## Objective
Copy the lines below word for word, leaving out the pictures.

Begin Given records

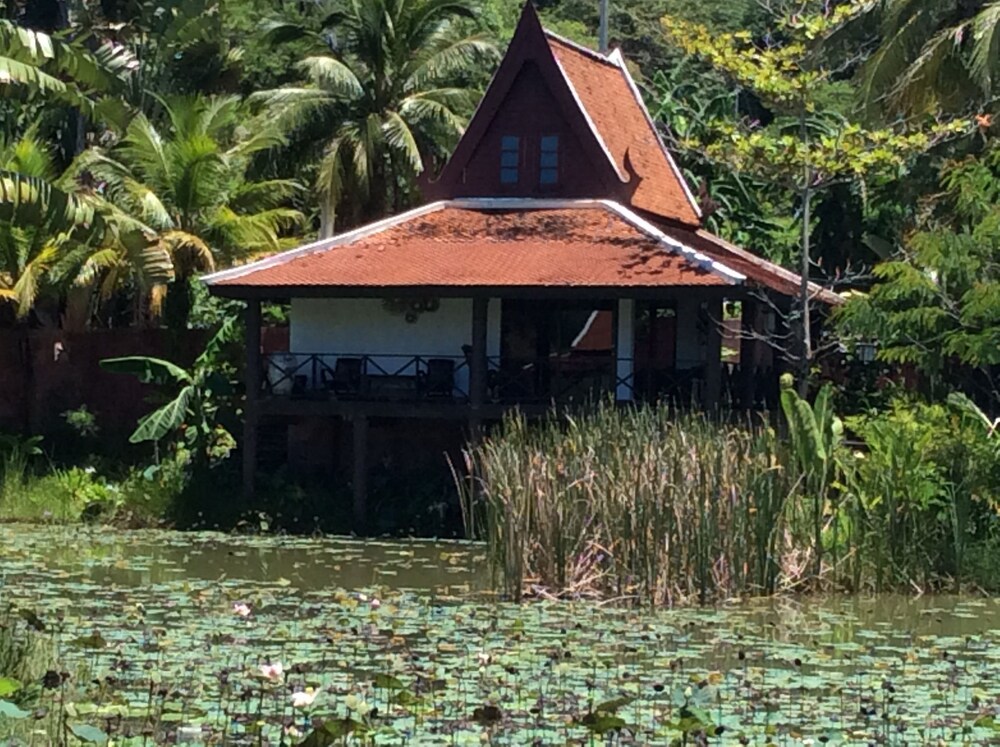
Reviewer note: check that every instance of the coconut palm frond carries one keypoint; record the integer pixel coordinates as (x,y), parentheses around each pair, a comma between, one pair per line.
(188,253)
(330,74)
(255,196)
(292,108)
(449,58)
(918,82)
(31,278)
(882,70)
(429,107)
(985,63)
(400,138)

End Given records

## Written answer
Reviewer note: check that every instance of the coconut palm frond carries one keypoint; record the integer pixel coordinates as (x,y), parentheses around each pair, a comma between, one pair per line.
(188,253)
(330,74)
(255,196)
(292,108)
(449,58)
(918,82)
(31,278)
(882,70)
(429,107)
(985,63)
(400,138)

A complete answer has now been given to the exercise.